• **What you are asked to do**
Repeat the listing word for word, from its first line through the line containing "pixel 259 123", with both of those lines included.

(Records of labeled points)
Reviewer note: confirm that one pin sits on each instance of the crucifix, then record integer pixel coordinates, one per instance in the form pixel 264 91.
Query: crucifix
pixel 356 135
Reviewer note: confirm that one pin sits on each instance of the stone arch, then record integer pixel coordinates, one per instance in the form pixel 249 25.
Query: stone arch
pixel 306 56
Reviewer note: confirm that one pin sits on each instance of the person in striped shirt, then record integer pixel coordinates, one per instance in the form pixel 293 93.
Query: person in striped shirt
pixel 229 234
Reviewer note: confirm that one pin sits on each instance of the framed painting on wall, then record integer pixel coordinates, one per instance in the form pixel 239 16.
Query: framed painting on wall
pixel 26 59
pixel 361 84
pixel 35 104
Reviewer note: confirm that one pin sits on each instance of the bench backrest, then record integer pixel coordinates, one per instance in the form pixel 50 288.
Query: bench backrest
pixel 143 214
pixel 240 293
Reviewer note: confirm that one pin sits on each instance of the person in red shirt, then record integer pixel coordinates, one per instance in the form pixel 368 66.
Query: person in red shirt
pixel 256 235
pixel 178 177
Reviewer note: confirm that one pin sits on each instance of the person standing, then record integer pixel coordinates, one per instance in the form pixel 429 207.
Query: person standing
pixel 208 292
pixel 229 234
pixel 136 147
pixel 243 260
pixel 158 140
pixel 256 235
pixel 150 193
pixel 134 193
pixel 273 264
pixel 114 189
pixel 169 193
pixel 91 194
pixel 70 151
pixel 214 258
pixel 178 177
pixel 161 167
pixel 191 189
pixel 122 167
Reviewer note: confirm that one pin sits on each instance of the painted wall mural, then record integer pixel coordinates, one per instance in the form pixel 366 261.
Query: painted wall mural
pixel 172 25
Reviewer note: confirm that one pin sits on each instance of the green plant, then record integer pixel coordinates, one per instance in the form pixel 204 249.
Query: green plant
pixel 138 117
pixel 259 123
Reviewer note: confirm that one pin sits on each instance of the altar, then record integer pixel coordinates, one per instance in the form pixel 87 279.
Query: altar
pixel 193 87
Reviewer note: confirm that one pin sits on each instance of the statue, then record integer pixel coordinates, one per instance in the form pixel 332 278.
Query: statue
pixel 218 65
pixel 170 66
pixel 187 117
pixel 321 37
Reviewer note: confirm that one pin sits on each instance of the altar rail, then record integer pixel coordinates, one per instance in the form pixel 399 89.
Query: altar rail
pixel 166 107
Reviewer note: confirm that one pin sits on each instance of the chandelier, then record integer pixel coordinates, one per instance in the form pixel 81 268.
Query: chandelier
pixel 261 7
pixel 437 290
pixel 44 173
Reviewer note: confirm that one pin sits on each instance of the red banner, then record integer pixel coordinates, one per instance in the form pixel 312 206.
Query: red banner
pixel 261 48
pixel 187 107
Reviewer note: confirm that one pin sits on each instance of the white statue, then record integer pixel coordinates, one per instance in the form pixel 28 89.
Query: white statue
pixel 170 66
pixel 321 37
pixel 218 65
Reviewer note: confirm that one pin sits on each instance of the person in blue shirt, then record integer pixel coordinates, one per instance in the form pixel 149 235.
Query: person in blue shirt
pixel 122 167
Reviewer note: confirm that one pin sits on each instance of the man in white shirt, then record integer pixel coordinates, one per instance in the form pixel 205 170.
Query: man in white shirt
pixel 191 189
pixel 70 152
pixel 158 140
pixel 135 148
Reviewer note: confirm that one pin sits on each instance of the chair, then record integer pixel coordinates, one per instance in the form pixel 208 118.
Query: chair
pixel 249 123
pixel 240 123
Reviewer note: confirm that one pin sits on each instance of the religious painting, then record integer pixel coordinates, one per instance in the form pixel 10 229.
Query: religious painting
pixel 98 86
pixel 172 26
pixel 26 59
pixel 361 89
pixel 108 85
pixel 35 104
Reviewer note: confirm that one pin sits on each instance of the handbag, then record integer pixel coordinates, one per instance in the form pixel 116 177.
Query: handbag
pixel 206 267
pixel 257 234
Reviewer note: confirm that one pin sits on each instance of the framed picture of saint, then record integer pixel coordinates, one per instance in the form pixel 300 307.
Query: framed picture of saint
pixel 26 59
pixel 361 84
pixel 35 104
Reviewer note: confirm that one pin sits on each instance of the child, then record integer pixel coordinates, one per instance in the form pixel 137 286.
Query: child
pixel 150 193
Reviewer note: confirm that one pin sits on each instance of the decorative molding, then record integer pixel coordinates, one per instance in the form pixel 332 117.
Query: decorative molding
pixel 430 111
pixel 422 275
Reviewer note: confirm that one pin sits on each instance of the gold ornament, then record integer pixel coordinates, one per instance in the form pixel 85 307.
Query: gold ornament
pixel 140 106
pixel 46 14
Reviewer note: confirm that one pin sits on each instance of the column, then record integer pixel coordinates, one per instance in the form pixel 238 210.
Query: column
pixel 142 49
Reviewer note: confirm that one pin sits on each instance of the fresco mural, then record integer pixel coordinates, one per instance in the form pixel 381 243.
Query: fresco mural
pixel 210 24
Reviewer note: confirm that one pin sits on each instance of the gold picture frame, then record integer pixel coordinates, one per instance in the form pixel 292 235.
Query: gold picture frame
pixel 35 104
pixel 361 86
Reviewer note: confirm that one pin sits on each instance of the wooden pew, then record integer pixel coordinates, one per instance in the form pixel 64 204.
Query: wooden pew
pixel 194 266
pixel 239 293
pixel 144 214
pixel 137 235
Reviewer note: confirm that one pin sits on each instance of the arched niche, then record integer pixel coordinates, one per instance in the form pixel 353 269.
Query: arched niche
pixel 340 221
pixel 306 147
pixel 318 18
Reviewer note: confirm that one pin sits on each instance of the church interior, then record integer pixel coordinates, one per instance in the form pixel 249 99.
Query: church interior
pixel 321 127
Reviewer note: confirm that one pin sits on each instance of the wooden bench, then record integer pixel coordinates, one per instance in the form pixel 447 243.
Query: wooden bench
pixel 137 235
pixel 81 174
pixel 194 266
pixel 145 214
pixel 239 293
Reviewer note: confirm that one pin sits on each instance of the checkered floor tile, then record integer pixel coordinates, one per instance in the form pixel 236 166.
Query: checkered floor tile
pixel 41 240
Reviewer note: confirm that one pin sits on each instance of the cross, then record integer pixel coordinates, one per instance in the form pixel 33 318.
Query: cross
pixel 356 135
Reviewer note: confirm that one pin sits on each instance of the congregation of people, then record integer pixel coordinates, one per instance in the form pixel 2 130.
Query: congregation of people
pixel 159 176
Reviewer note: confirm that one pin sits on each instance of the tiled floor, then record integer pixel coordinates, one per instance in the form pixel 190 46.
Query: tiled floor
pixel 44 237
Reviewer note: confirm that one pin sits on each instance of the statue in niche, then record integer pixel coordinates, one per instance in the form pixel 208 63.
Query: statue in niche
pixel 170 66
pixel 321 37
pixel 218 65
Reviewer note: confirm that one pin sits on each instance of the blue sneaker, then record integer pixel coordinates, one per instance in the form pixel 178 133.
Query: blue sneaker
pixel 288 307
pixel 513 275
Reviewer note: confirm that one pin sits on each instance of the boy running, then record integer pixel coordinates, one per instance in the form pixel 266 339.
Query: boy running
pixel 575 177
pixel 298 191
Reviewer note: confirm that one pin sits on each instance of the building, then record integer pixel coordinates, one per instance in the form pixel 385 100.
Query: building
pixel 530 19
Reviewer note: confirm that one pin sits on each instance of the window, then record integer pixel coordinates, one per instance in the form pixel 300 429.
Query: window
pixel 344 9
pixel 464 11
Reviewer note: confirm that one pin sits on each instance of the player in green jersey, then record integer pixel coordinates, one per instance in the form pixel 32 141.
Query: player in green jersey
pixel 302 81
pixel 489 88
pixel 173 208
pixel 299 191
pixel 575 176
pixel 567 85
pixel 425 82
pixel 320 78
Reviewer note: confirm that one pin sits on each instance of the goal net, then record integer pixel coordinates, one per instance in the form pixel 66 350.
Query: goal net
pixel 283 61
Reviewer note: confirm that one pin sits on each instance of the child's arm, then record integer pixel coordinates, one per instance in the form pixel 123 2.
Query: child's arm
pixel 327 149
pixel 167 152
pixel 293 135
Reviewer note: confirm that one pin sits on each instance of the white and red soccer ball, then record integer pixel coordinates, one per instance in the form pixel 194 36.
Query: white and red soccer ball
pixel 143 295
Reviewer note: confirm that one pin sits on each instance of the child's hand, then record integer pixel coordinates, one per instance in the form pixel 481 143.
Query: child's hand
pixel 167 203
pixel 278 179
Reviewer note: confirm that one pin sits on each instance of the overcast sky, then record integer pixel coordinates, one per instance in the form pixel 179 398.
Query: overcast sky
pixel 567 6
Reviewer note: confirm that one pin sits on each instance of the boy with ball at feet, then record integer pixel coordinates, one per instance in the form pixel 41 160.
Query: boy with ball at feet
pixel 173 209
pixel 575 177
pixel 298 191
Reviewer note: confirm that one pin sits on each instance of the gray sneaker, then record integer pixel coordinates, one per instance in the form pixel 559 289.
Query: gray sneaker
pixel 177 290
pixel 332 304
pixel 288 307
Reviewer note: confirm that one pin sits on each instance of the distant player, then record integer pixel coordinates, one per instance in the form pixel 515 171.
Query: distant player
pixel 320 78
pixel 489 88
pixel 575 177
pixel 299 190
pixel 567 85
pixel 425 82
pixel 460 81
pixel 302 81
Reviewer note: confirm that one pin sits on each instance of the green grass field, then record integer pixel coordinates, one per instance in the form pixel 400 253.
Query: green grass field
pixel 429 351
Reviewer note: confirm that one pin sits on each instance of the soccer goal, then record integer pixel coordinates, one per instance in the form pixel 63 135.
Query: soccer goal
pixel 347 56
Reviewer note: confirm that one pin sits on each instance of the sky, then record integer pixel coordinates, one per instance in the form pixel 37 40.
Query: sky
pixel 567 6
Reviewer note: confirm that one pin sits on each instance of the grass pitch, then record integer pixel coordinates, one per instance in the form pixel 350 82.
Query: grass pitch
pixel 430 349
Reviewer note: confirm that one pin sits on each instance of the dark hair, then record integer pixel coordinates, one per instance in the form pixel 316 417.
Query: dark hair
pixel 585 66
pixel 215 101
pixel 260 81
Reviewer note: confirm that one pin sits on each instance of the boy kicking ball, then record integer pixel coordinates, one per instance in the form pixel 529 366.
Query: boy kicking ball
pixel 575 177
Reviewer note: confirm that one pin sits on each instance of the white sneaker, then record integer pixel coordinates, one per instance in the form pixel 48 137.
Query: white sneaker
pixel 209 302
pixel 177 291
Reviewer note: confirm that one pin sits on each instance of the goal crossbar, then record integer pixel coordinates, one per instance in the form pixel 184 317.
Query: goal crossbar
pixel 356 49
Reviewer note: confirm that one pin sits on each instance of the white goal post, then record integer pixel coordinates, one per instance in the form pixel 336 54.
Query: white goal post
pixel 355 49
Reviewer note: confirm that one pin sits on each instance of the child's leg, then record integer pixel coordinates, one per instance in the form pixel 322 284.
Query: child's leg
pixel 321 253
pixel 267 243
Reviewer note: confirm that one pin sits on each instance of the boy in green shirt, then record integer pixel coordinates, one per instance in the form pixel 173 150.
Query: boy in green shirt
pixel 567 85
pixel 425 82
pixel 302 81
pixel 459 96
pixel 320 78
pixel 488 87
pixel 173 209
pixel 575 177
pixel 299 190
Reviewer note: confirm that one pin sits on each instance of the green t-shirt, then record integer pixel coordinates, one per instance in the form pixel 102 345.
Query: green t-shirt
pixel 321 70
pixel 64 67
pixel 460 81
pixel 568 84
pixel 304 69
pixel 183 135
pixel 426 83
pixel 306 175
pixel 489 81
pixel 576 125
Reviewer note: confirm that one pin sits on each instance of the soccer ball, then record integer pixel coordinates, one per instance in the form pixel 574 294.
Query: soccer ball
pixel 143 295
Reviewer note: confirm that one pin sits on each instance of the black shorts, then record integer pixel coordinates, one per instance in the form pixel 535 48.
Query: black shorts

• **Written answer**
Reviewer note: confirm that one pin sits on each instance of the crucifix, then record integer pixel coordinates, one per instance in the form pixel 264 91.
Query: crucifix
pixel 356 135
Reviewer note: confirm that one pin sits on each instance of the stone arch, then record integer pixel coordinates, one per instance in the form pixel 249 25.
Query: stone arch
pixel 306 56
Reviewer note: confirm that one pin sits on each instance of the person in striped shirt, then record integer pixel coordinates, one per instance in the form pixel 293 93.
Query: person in striped shirt
pixel 229 234
Reviewer note: confirm that one pin sits on each instance of the framed painting on wall, then record integer pixel coordinates, one per instance in the form pixel 239 16.
Query: framed painting on wall
pixel 26 59
pixel 361 84
pixel 35 104
Reviewer note: confirm that one pin sits on each instance of the bench backrest, then record integer pixel coordinates, one per instance in the form pixel 50 288.
Query: bench backrest
pixel 143 214
pixel 240 293
Reviewer note: confirm that one pin sits on each instance of the person in red shirt, then record integer pixel coordinates, one per instance in the form pixel 368 66.
Query: person in red shirt
pixel 256 235
pixel 178 177
Reviewer note: confirm that one pin sits on each instance of the person standing, then record integer pixel coordinates, one per instance in the form pixel 429 207.
Query: person standing
pixel 208 292
pixel 229 234
pixel 136 147
pixel 243 260
pixel 158 140
pixel 256 235
pixel 150 193
pixel 134 193
pixel 273 264
pixel 114 189
pixel 169 193
pixel 91 194
pixel 70 151
pixel 214 258
pixel 178 177
pixel 161 167
pixel 191 189
pixel 122 167
Reviewer note: confirm that one pin sits on each instance of the painted wall mural, then record integer pixel coordinates, one per instance in the form pixel 366 261.
Query: painted wall mural
pixel 172 25
Reviewer note: confirm that one pin sits on each instance of the green plant, then record integer pixel coordinates, one per instance in the form pixel 204 249.
Query: green plant
pixel 138 117
pixel 259 123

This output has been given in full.